** Что сделать **
(a) Какие виды симметрии рассматривает Эткинд, если верить тексту о путях познания?
(b) Перепишите отрывок из текста о путях познания, начиная с "Пушкин очень часто" и заканчивая "так называемой инверсией.", и поставьте "осевую" вместо "поворотную".
(c) Допишите продолжение текста о путях познания после последнего предложения.

** Текст **
######

Нам открыты два пути познания – внутрь себя и в беспредельность мира. И ни один из этих путей не лучше другого. Если основывать наше познание на аксиоме апостола Павла – результат будет один и тот же.


Но чтобы, вглядываясь в беспредельность небес, познавать самих себя, нужна особенная оптика – телескопы и уравнения теории относительности вряд ли помогут.


Пушкин очень часто использовал в своих стихах симметричные композиции. О его симметриях есть целая книга Ефима Эткинда. Но Эткинд рассматривает только «школьные» виды симметрии – зеркальную и поворотную. А Пушкин использует и другую, гораздо более изощренную, но имеющую непосредственное отношение к аксиоме апостола Павла. Выстраивая композиции своих произведений, Пушкин пользуется так называемой инверсией.

######

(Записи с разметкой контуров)
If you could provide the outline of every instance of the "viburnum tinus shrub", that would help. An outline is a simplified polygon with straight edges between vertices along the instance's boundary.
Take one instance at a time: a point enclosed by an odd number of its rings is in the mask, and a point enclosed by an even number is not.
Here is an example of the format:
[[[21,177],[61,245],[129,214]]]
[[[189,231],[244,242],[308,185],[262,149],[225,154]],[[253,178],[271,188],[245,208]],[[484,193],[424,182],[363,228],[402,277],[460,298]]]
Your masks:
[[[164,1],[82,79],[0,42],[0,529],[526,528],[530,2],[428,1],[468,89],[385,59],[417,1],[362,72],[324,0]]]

######

** Ответы **
(a) Зеркальную и поворотную.

(b)
Пушкин очень часто использовал в своих стихах симметричные композиции. О его симметриях есть целая книга Ефима Эткинда. Но Эткинд рассматривает только «школьные» виды симметрии – зеркальную и осевую. А Пушкин использует и другую, гораздо более изощренную, но имеющую непосредственное отношение к аксиоме апостола Павла. Выстраивая композиции своих произведений, Пушкин пользуется так называемой инверсией.

(c)
Это особый вид преобразования пространства, про котором отражение происходит не относительно прямой, как при зеркальной симметрии, а относительно окружности. При инверсии окружность остается на месте (как прямая при зеркальном отображении), а центр, описанного ею круга переходит в бесконечность: внутренность круга как бы выворачивается и растягивается, покрывая всю внешнюю часть плоскости. Но при этом многие свойства симметрии сохраняются. Особенно изящно инверсия работает на комплексной сфере Римана, где прямая и есть окружность, проходящая через бесконечно удаленную точку, но эти математические подробности, я думаю, можно опустить.


То, как Пушкин использует инверсию, можно показать на примере «Бесов».


Стихотворение начинается с рефрена, который рисует место действия – некоторое условное пространство:


Мчатся тучи, вьются тучи; Невидимкою луна Освещает снег летучий; Мутно небо, ночь мутна.


Действие начинается дальше:


Еду, еду в чистом поле,
Колокольчик дин-дин-дин…
Страшно, страшно поневоле
Средь неведомых равнин!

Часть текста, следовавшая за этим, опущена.